(Beginning of MATERIAL PROVIDED)
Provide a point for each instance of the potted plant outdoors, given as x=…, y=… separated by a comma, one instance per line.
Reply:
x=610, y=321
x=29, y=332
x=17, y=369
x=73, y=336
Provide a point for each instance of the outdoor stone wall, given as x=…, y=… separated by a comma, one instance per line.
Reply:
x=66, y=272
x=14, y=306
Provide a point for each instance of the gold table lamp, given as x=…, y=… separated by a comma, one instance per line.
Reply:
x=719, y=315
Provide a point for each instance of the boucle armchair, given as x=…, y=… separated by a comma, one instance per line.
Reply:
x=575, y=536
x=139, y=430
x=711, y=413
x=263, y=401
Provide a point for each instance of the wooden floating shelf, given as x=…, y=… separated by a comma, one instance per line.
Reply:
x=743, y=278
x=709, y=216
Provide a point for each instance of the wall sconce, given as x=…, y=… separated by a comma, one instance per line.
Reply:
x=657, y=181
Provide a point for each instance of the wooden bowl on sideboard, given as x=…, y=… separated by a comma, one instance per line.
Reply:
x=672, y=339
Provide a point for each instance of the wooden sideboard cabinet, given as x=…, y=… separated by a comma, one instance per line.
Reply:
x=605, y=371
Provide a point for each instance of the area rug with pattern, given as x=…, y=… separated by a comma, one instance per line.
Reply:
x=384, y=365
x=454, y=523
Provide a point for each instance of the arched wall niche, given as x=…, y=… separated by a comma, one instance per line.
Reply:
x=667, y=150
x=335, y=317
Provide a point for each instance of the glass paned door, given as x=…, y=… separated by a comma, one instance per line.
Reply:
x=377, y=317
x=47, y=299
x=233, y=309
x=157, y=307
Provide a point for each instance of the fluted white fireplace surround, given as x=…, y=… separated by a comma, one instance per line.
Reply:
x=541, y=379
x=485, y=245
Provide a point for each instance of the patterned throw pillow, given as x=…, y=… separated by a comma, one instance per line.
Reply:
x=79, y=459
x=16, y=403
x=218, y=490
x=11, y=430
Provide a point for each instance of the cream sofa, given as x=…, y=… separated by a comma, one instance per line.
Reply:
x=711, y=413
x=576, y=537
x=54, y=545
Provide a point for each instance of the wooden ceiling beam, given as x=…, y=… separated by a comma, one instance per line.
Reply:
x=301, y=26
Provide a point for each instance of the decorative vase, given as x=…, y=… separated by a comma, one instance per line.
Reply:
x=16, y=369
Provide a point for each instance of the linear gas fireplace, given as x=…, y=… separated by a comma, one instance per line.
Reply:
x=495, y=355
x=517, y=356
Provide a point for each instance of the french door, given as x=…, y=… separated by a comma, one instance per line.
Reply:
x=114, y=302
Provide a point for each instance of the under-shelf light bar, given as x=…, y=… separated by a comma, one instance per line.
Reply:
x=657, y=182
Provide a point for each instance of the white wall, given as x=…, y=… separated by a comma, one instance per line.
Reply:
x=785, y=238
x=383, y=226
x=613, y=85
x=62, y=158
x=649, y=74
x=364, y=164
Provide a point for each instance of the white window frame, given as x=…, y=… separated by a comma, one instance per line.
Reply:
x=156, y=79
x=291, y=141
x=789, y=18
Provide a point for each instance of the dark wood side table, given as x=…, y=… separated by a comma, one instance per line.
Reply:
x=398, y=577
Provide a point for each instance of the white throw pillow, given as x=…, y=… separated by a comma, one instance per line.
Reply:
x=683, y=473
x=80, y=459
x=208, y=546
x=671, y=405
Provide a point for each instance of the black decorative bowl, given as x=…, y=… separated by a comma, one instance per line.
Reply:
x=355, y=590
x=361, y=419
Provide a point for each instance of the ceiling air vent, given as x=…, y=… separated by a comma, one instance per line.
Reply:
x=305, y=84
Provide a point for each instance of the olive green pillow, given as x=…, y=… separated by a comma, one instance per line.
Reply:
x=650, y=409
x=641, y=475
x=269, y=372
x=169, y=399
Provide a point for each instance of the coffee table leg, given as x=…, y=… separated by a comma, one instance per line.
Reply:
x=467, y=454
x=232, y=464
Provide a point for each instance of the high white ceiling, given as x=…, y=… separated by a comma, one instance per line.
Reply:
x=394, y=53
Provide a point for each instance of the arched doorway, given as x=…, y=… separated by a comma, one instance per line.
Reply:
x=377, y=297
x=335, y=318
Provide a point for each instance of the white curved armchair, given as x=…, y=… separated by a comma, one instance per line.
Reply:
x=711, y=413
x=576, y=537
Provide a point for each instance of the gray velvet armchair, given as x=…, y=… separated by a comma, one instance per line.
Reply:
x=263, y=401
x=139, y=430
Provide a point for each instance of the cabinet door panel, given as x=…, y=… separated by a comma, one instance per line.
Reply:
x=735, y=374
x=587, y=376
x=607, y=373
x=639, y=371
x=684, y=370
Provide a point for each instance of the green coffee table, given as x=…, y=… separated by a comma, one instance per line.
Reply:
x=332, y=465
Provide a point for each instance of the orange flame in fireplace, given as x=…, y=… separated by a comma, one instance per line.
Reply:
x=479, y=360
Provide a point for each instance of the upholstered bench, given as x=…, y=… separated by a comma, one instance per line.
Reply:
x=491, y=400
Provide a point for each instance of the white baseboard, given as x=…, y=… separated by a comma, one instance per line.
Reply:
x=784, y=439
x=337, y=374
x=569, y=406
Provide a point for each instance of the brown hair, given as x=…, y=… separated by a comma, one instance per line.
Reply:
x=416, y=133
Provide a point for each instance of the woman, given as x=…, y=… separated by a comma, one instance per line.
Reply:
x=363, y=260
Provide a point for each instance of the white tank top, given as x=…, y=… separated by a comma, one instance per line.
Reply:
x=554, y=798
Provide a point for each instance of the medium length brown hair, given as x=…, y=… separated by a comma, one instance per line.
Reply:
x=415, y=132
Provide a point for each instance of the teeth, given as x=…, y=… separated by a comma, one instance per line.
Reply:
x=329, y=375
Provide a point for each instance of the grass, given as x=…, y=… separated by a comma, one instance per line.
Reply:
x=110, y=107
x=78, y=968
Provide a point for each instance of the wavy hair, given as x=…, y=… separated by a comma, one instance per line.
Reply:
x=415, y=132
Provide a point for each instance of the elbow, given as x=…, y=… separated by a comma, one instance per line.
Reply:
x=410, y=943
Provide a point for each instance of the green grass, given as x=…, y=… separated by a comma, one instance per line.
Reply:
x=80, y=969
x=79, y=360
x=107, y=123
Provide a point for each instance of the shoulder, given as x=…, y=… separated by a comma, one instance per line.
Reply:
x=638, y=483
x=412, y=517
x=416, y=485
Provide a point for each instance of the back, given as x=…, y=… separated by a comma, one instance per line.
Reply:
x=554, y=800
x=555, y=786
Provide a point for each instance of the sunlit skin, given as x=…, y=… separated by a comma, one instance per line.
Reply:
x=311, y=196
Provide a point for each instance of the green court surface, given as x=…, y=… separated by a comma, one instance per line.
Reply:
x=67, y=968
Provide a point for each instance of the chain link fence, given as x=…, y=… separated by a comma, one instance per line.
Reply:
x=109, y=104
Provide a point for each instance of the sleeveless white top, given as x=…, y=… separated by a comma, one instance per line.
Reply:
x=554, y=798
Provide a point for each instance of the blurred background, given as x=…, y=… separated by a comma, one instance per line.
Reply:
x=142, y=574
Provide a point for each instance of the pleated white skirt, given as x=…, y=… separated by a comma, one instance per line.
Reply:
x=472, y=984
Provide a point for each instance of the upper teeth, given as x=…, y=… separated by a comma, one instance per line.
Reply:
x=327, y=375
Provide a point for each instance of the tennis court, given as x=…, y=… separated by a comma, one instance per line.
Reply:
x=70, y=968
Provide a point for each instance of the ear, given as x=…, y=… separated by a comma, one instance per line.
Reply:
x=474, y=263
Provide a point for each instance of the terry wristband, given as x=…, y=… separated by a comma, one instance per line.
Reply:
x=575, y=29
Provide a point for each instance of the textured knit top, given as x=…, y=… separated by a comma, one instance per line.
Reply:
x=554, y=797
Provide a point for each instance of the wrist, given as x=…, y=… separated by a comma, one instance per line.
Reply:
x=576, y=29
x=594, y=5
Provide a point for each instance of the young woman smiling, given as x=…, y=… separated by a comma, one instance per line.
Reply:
(End of MATERIAL PROVIDED)
## PROBLEM TO WORK ON:
In the entries above, find every line with the word "bowl" and list it.

## ANSWER AREA:
Provide a point for each instance of the wooden bowl on sideboard, given as x=…, y=… separated by a comma, one instance per line.
Provide a point for each instance of the black decorative bowl, given as x=…, y=… separated by a comma, one instance per line.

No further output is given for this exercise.